» **Problems to work on**
a – In the article on Dawn Foster's sentencing, how long is the prison term she received?
b – Rewrite the article on Dawn Foster's sentencing between "The decision by" and "cruelly went ahead.", inclusive, substituting "abortion medication" for "abortion pills".

-- Excerpted text follows --

The decision by Justice Edward Pepperall to send Dawn Foster to prison for 28 months for accessing abortion pills back in 2020 shows the perils that access to abortion still faces, with the application of an archaic law. Foster is a 44-year-old mother of three, who did not want another child.
Foster will serve the prison sentence half in custody and half under license. Abortion became legal in 1967 under the Abortion Act but the 1861 (!) law that Pepperall used against her was never abolished. Despite pleas to the judge from medical bodies like the Royal College of Obstetricians and Gynaecologists and the Royal College of Midwives not to imprison Foster, Pepperall cruelly went ahead.
The 1861 Offenses Against the Person Act actually carries a maximum sentence of life imprisonment. Pepperall accepted that Foster was in a vulnerable condition with her experiences but nevertheless sent her down. This is not an isolated incident as the imprisonment of vulnerable women is common in the UK. Most women in prison are there for non-violent offences. According to the Prison Reform Trust, they have often experienced domestic violence in the family as a child or in a relationship as an adult.
Abortion in the UK is seen not as part of healthcare but as defined by criminality. This sentence highlights the misogyny of the British legal system.
At a time when the Roe versus Wade decision was overturned by the Supreme Court in the USA, seriously endangering abortion rights there, and where it is outlawed in several states, even in instances of rape and incest, and where a woman in Poland died because doctors refused her an abortion, this sentencing reminds us that abortion rights in this country too are still under threat. Pills through the post reduced waiting times and were seen by patients in a welcome light. As Kerry Abel of Abortion Rights noted “Pills by post was a significant measure that reduced countless socio-economic barriers to abortion care during the pandemic.”

-- Excerpted text concluded --
-- Available data follows --

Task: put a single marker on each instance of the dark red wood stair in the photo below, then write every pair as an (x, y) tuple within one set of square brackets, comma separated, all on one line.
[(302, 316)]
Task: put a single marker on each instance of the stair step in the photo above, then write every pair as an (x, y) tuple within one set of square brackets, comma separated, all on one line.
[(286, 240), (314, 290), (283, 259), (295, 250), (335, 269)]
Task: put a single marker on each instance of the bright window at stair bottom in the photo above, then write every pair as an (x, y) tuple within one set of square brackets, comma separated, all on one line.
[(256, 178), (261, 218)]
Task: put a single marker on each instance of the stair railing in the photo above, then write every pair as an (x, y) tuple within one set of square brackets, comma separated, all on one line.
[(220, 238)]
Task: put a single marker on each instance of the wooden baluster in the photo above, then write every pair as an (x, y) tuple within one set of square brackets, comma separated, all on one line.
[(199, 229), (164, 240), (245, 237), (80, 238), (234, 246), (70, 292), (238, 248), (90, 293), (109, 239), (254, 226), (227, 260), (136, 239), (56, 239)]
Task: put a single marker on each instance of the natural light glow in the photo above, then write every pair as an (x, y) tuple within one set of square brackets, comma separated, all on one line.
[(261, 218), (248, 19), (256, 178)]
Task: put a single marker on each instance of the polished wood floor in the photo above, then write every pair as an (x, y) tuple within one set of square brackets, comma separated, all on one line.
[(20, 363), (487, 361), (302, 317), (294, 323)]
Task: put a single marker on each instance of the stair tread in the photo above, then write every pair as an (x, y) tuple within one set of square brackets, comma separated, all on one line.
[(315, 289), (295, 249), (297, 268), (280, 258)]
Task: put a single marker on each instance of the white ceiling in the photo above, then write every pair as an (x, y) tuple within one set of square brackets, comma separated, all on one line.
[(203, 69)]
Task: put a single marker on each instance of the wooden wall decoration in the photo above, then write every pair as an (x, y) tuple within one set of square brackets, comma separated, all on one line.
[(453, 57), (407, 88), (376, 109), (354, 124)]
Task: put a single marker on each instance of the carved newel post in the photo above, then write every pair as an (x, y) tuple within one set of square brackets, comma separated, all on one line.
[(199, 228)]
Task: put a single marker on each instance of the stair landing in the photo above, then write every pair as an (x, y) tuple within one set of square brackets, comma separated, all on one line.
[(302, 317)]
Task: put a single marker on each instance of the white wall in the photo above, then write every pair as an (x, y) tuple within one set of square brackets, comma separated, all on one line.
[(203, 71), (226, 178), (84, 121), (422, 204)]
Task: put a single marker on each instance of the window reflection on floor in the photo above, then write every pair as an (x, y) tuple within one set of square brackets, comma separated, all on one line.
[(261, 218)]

-- Available data concluded --

» **Task solutions**
a – 28 months

b –
The decision by Justice Edward Pepperall to send Dawn Foster to prison for 28 months for accessing abortion medication back in 2020 shows the perils that access to abortion still faces, with the application of an archaic law. Foster is a 44-year-old mother of three, who did not want another child.
Foster will serve the prison sentence half in custody and half under license. Abortion became legal in 1967 under the Abortion Act but the 1861 (!) law that Pepperall used against her was never abolished. Despite pleas to the judge from medical bodies like the Royal College of Obstetricians and Gynaecologists and the Royal College of Midwives not to imprison Foster, Pepperall cruelly went ahead.